YOUR INSTRUCTIONS:
Copy word for word everything in the records below, from the line that contains "[point] ceiling light" down to the final line.

+++ INPUT RECORDS +++

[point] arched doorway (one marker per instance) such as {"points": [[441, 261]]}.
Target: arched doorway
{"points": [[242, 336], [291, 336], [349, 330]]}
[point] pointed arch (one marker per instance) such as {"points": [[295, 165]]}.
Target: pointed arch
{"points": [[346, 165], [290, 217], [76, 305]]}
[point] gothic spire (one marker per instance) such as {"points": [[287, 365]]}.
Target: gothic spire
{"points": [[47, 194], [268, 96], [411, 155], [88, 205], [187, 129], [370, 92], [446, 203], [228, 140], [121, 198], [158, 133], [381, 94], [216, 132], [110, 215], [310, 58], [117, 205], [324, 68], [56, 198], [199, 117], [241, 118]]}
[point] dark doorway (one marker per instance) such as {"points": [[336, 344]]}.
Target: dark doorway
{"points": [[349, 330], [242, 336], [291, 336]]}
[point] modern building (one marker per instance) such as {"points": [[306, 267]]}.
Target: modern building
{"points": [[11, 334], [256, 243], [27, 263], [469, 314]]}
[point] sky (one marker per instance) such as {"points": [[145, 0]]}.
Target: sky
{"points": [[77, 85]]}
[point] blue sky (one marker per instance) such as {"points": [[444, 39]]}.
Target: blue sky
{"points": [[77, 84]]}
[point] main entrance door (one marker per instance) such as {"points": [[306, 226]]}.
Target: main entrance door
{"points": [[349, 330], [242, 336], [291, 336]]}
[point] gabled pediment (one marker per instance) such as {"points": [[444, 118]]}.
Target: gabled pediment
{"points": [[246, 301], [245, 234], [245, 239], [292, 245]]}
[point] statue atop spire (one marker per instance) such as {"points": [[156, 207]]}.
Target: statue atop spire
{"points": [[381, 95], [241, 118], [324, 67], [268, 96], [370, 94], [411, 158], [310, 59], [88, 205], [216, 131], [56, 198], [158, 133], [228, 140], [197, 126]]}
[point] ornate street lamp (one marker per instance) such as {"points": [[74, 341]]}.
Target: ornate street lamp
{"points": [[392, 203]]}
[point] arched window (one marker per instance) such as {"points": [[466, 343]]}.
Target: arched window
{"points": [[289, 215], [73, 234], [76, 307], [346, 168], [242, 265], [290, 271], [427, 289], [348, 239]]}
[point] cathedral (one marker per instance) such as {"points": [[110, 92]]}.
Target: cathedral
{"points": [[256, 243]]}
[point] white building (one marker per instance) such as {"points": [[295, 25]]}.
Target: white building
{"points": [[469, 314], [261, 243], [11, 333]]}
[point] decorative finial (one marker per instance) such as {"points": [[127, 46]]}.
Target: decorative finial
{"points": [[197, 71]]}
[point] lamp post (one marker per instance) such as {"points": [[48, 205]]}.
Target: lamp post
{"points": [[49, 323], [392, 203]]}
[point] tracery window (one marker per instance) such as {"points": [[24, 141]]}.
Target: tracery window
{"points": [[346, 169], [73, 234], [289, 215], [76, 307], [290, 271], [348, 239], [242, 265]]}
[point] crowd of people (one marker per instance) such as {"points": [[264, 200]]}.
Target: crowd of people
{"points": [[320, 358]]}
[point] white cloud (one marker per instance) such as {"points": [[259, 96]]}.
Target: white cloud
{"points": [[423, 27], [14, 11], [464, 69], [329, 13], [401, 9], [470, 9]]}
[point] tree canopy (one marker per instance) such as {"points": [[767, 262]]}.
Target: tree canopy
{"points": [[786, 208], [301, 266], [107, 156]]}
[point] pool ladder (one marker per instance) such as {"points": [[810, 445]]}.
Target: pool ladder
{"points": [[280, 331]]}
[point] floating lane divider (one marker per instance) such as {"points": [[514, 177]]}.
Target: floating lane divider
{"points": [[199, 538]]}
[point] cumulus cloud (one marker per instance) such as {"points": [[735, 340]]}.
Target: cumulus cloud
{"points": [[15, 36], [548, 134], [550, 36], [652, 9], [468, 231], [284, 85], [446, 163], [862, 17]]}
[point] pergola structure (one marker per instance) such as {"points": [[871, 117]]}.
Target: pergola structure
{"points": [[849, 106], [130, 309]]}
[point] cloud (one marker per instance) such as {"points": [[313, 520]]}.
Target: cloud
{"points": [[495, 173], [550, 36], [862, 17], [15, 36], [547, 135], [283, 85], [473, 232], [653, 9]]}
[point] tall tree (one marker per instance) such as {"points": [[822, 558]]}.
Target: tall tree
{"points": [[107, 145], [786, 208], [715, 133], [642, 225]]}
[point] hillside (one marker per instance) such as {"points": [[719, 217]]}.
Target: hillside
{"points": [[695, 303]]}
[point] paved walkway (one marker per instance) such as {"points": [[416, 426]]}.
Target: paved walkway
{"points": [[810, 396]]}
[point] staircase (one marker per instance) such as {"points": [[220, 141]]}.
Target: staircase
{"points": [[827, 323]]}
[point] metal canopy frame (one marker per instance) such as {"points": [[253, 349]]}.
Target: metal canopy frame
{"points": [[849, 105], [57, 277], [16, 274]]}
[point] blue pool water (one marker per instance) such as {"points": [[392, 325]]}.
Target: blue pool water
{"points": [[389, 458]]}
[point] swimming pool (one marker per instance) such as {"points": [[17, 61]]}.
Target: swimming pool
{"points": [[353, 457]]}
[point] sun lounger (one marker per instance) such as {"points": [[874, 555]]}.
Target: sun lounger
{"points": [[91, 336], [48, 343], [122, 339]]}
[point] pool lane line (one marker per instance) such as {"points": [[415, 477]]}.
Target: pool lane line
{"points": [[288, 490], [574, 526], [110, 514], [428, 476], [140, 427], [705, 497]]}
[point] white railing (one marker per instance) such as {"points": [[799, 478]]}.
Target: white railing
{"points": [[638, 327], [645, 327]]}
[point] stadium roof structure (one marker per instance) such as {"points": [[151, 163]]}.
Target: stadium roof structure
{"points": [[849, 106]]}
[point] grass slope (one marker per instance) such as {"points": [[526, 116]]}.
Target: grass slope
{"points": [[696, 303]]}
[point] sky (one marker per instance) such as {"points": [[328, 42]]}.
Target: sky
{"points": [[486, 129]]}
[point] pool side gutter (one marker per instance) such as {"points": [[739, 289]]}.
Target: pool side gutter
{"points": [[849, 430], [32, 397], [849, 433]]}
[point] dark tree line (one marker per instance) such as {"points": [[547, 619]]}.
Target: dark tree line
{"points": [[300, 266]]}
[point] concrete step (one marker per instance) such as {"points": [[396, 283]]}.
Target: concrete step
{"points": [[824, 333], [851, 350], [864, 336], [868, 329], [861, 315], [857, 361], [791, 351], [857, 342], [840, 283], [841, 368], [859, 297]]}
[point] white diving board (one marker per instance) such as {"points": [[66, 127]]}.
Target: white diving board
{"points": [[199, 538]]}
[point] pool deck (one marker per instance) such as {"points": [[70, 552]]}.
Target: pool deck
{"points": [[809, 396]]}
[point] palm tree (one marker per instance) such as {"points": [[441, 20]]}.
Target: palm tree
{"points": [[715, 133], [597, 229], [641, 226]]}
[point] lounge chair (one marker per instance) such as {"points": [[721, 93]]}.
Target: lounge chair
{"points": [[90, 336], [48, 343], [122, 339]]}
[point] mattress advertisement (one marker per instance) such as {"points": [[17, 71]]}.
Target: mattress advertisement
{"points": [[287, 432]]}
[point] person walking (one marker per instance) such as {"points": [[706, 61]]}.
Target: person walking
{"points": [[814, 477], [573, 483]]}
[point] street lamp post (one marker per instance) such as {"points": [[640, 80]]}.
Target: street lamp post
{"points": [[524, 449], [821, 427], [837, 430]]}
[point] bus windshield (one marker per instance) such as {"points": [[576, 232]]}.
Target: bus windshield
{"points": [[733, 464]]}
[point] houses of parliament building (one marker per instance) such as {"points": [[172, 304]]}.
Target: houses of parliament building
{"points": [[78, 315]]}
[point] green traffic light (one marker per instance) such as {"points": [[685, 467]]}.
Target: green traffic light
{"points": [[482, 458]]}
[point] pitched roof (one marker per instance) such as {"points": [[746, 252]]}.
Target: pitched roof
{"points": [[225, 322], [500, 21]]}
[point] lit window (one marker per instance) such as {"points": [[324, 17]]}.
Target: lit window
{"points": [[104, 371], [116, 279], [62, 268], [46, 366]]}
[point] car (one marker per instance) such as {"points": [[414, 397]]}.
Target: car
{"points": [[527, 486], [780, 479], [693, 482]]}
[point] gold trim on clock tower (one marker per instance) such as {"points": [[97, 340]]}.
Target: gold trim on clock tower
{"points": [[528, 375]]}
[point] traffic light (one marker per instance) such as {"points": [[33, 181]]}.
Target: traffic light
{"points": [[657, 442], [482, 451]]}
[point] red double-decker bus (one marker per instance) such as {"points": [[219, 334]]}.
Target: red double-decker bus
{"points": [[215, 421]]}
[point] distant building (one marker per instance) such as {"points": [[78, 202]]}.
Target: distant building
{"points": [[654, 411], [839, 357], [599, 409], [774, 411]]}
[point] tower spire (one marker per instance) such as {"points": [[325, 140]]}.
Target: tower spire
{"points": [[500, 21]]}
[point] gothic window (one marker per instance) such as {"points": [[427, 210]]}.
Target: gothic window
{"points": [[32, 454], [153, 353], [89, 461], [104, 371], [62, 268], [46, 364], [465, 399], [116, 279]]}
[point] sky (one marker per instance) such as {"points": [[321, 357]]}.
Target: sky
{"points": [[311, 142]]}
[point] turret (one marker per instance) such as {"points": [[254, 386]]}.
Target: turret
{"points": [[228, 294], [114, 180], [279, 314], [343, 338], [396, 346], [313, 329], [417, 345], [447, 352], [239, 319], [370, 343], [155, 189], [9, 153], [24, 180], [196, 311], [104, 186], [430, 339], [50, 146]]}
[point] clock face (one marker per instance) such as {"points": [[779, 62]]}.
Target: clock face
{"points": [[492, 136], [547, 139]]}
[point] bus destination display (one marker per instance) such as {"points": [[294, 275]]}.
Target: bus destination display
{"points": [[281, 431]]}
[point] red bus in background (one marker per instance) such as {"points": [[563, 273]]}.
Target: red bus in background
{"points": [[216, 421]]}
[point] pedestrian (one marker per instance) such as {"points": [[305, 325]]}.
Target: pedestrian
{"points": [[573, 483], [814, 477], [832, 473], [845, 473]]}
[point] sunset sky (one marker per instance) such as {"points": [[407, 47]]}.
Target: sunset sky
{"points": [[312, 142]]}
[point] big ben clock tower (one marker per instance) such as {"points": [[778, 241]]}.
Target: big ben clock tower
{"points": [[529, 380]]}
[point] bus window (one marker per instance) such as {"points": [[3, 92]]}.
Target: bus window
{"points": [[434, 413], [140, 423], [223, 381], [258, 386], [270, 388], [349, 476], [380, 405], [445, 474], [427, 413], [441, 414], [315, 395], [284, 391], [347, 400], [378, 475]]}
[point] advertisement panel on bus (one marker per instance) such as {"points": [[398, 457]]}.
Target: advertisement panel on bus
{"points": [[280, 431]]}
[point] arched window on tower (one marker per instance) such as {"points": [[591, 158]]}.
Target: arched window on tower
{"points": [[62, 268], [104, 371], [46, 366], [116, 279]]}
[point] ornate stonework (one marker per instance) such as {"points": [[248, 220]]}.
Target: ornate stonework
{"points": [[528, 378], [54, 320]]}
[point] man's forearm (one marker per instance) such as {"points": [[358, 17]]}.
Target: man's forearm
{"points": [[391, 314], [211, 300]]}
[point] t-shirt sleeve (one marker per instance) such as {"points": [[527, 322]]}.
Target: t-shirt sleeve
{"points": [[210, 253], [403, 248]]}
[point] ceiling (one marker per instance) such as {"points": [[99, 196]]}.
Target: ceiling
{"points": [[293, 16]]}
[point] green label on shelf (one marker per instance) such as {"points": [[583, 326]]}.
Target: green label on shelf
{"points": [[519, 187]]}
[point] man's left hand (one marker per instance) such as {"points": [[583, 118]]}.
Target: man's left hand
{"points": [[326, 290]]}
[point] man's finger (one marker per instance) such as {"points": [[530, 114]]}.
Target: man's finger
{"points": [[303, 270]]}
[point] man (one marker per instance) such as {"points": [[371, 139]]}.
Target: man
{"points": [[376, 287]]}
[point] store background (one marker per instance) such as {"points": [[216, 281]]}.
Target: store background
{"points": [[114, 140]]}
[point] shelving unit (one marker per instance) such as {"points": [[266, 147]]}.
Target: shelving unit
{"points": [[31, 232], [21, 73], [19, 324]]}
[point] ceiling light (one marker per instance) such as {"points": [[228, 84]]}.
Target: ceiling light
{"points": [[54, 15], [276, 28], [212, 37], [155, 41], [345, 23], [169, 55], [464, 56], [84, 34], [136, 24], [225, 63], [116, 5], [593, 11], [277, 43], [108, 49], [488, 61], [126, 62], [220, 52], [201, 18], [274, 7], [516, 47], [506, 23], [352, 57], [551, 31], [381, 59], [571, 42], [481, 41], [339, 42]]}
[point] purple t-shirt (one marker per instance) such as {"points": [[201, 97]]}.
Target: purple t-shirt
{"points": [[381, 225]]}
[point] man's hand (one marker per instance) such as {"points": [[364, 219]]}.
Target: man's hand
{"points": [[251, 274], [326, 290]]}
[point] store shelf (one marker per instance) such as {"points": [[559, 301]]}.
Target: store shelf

+++

THE RESPONSE:
[point] ceiling light (one marker per instance) such as {"points": [[228, 84]]}.
Target: ceiling light
{"points": [[54, 15], [276, 28], [212, 37], [155, 41], [345, 23], [169, 55], [464, 56], [84, 34], [136, 24], [225, 63], [116, 5], [593, 11], [277, 43], [108, 49], [488, 61], [126, 62], [220, 52], [201, 18], [274, 7], [516, 47], [506, 23], [352, 57], [551, 31], [381, 59], [571, 42], [481, 41], [339, 42]]}
[point] purple t-shirt (one marker per instance) such as {"points": [[201, 97]]}.
Target: purple t-shirt
{"points": [[381, 225]]}
[point] man's hand (one marker per instance) such as {"points": [[364, 219]]}.
Target: man's hand
{"points": [[251, 274], [326, 290]]}
[point] store shelf (one marker per instance) such as {"points": [[559, 301]]}.
Target: store shelf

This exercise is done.